PROBLEM DESCRIPTION:
Send back the entries below exactly as they appear.

DATA EXTRACT:
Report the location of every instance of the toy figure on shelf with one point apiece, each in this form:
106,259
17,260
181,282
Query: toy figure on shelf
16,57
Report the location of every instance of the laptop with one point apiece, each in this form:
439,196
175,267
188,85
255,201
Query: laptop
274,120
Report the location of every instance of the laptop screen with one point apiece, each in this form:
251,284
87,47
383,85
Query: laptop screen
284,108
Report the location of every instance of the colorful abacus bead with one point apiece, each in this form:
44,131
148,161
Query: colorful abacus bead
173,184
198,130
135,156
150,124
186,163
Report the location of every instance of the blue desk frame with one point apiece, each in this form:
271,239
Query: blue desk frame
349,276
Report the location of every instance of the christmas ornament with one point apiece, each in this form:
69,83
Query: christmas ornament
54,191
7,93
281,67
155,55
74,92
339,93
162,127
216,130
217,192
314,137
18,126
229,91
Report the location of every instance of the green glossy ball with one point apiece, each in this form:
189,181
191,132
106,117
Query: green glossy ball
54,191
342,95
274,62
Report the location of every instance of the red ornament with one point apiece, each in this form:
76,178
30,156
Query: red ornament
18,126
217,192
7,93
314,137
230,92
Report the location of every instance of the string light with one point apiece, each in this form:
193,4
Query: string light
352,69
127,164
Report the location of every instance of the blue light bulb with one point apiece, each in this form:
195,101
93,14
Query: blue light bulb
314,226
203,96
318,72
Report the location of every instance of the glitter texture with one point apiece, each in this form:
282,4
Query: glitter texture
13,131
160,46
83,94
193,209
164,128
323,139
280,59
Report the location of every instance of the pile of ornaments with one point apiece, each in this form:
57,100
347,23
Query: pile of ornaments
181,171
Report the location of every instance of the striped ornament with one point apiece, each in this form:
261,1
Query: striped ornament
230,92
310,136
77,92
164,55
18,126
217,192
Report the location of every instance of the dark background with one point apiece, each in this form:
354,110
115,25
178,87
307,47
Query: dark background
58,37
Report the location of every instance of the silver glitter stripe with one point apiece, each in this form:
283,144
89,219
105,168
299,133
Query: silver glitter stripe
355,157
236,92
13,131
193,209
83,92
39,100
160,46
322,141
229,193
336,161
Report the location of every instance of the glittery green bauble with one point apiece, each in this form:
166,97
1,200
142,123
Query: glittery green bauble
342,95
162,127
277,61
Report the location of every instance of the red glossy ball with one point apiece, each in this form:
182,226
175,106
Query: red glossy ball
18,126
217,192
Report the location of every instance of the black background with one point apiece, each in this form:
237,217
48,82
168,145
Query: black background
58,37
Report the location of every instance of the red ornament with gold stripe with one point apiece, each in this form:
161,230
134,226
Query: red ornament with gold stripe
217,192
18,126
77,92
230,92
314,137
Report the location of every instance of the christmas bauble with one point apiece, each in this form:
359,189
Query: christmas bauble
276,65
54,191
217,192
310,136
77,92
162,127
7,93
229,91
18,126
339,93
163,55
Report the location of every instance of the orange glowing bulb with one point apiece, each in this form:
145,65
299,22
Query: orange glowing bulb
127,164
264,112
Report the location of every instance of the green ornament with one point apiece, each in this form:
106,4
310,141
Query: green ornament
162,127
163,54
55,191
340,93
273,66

WRITTEN RESPONSE:
Report the location of every instance of the toy figure on shelf with one point apiece, each in this form:
106,259
17,260
181,282
Query: toy figure on shelf
16,57
Report the location of every instance of the laptop with one point apiece, each in this form:
439,196
175,267
188,85
255,201
Query: laptop
274,120
Report the location of every instance of the laptop screen with one point apiece, each in this form:
251,284
87,47
383,85
Query: laptop screen
284,108
Report the location of every instance of the colorful abacus bead with one point apiece, each in this form:
44,131
148,161
Query: colorful abacus bead
173,184
198,130
135,156
150,124
186,163
Report the location of every instance of the blue desk frame with one point apiece, each in this form:
271,239
Query: blue desk frame
349,276
Report the location of every instance of the christmas ornament with one point apiece, each in this form:
69,83
Query: christmas ornament
54,191
7,93
281,67
155,55
74,92
339,93
162,127
216,130
217,192
314,137
18,126
229,91
Report the location of every instance of the green glossy ball with one point apiece, each in this form:
189,181
191,132
106,117
Query: green glossy ball
54,191
342,95
274,62
Report the location of every instance of the red ornament with one point apiece, each in this form:
76,178
30,156
Query: red ornament
18,126
217,192
7,93
314,137
230,92
Report the location of every instance of the string light with one point apiece, each in this form:
193,4
Query: string light
352,69
127,164
Report the location of every instance of the blue light bulb with one point apiece, each in this form:
195,101
93,14
Query: blue light bulb
314,226
203,96
318,72
Report the location of every instance of the glitter texture with one point apiece, each in this form:
282,4
Query: glitter texture
13,131
160,46
83,94
193,209
164,128
323,139
280,59
Report the location of every instance of the pile of ornaments with one point apiece, each in this form:
57,100
347,23
Query: pile of ornaments
181,171
Report the location of every instance of the striped ornament with one point apiece, each in this form:
261,1
Query: striped ornament
230,92
310,136
77,92
164,55
18,126
217,192
Report the location of every instance of the dark background with one point apiece, each in this form:
354,110
115,25
178,87
307,47
Query: dark background
58,37
Report the location of every instance of the silver glitter stripe with one point apiece, each in this form:
283,144
89,219
105,168
299,133
Query: silver glitter stripe
355,157
236,92
13,131
193,209
83,92
39,100
160,46
322,141
229,193
336,161
Report the location of every instance of the glittery green bauble with one point apiece, each in this form:
166,97
1,200
142,123
Query: glittery green bauble
342,95
162,127
277,61
Report the location of every instance of the red glossy ball with one point apiece, each in this form:
182,226
175,106
Query: red glossy ball
18,126
217,192
Report the location of every instance of the black background with one point apiece, each in this form:
237,217
48,82
168,145
Query: black background
58,37
Report the location of every instance of the red ornament with gold stripe with one point apiece, each in this form:
161,230
134,226
Query: red ornament with gold stripe
217,192
18,126
77,92
230,92
314,137
Report the location of every instance of the christmas bauble with one point apiece, each in this form:
359,189
Query: christmas bauble
276,65
54,191
217,192
310,136
77,92
162,127
7,93
229,91
18,126
339,93
163,55
Report the location of every instance of the orange glowing bulb with one point apiece, each in this form:
145,65
299,22
Query: orange glowing bulb
127,164
264,112
Report the location of every instance of the green ornament with one point apiece, each in this form:
106,4
310,141
Query: green ornament
162,127
163,54
55,191
340,93
273,66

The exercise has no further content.